__Source excerpt__.
Interviews

20 Questions With…Robert Bathurst

Actor Robert Bathurst – who opens this week in the British premiere of Members Only – recounts top tips gleaned from top directors, crosses the French-English divide & explains why he’s disgruntled with theatre.


Robert Bathurst is best known for his roles in television comedies Cold Feet, Joking Apart, and My Dad’s the Prime Minister. He has also had starring roles in Comic Strip Presents…, The Stepfather, Poirot, White Teeth, Goodbye Mr Steadman, The Safe House, Hornblower, Get Well Soon and A Breed of Heroes.

His films include The Thief Lord, Heidi and The Wind in the Willows. He has also been the voice of a wide range of commercials, selling everything from beer and cigarettes to DIY equipment.

On stage, Bathurst’s West End credits include Noises Off, Dry Rot, Alarms and Excursions and, most recently, Three Sisters with Kristin Scott Thomas. He has also appeared in St Joan at the National, Lady Audley’s Secret at the Lyric Hammersmith, The Importance of Being Earnest, The Nose and The Comedy of Errors at Nottingham Playhouse, The Rover and The Choice at Salisbury Playhouse, and Getting Married at Chichester Festival Theatre.

Bathurst returns to the West End this month to star in the British premiere of Fabrice Roger-Lacan’s French comedy about the true meaning of friendship, Members Only.


Date & place of birth?
Born in Ghana, west Africa in 1957.

Lives now in
I live in Sussex. I’ve been there for about eight years.

Training
I didn’t train. I was at Cambridge and did lots of shows there in Footlights, particularly lots of comedy revues. After I left, I stayed doing shows with people I’d been at university with, but I couldn’t see anybody over 33 still doing sketch shows. So very early on I started to try and get into acting in plays. It was just something I loved doing, so I wanted to make a career of it.

First big break
Without sounding like a travel agent, I’ve had lots of mini-breaks along the way. On stage, my first proper job was Noises Off, which I loved. But after a year in that, I still only had two words on my CV and thought it would be better to go off and do some rep. In the early Nineties, the TV series Joking Apart by Steven Moffat, who’s since done Coupling and other sitcoms like that, was without a doubt the most enjoyable job I’ve ever done, and it came to have a minor cult following. I keep meeting people who are always talking about it. Some jobs finish and you draw a line under them and that’s it, but this one has kept going. A fan has bought the rights off the BBC to put it on DVD, which he’s releasing in May – and most stalkers don’t go that far. It’s crazy but I’m delighted about it. Joking Apart is farce, but it’s brilliantly constructed. It’s one thing I can say I know, because of that, I can retire happy. And the people who made Cold Feet had seen it so I guess it was useful in that way too.

__Given information__.
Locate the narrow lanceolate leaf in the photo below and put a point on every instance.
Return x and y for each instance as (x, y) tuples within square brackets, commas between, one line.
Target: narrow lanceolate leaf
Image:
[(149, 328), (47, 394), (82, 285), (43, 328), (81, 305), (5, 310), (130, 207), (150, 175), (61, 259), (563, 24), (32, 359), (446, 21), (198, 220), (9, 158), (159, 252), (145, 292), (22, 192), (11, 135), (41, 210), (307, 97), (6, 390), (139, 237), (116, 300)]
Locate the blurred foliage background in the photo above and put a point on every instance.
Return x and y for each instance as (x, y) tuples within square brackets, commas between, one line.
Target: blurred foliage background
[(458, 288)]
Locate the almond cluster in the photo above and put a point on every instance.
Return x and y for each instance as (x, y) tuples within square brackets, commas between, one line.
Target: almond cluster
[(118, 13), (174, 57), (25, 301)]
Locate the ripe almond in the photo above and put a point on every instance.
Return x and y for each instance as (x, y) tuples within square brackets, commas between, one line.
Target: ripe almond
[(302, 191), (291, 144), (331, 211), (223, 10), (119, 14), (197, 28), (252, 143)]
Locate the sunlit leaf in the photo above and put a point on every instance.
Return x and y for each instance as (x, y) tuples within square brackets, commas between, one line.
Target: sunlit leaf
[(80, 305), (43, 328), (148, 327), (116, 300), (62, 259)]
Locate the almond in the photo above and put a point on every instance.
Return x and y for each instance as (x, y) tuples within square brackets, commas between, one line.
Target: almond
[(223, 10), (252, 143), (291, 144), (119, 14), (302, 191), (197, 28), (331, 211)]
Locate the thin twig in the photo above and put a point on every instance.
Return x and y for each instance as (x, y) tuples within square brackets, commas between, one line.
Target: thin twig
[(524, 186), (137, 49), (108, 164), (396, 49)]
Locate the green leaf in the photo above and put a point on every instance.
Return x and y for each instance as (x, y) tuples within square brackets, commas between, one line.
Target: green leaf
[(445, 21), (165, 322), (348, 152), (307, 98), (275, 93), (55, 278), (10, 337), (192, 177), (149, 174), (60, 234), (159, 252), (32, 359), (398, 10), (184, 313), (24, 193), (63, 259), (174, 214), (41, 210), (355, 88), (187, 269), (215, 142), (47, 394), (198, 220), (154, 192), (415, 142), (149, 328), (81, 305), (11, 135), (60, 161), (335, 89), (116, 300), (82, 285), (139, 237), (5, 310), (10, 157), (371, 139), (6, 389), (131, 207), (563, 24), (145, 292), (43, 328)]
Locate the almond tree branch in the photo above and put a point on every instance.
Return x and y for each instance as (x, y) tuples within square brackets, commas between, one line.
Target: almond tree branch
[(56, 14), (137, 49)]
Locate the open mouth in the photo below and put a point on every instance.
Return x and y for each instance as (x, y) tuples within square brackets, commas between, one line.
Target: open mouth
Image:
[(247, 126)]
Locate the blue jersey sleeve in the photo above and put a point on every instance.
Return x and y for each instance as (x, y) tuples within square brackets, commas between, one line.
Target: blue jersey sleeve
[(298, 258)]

__Description of the task__. Please continue the Robert Bathurst interview above, starting right after its last sentence.

__Response to the exercise__.
Career highlights to date
I’ve done a really good mixture of telly, stage and radio stuff. I don’t have a career plan as such. I’m always surprised by what I get offered next – people say, come and do Ibsen or come and do Chekhov. Some actors have a checklist or a calendar of when they want to do things and then they do it and rip it off the list. My career plan is much more haphazard. One of the pleasures in life is surprises. That’s what makes acting scary and exciting.

Favourite productions
I played Tesmen in Hedda Gabler with Francesca Annis and we toured that and I really enjoyed that. Claire Luckham wrote a play about Down’s syndrome called The Choice, which was one of the most enjoyable I’ve ever done, with Toyah Willcox in the Studio in Salford. I was last in the West End in Three Sisters with Kristin Scott Thomas, which was very enjoyable.

Favourite co-stars
Josie Lawrence – I did Michael Frayn’s Alarms and Excursions with her at the Gielgud, I like her a lot. And Nicholas Tennant, who I’m working with at the moment. It’s a bit of a punt taking a two-hander with someone you’ve never met. But Nick is a really good actor and really good to work with in that you can have completely frank discussions about tiny issues and it’s totally ego-free. We’re all just discussing the point and not playing games with each other. It does make the working practice easier. If there’s only two of you in a play, you are equally responsible – there’s nobody else to blame if it goes wrong. So it’s a greater risk and there’s no hiding. Some people feel it’s better to be in a big show because you can do a few scenes, and if it’s bad, it doesn’t stick to you. With only one or two actors, you’re completely exposed. That’s daunting and exiting at the same time.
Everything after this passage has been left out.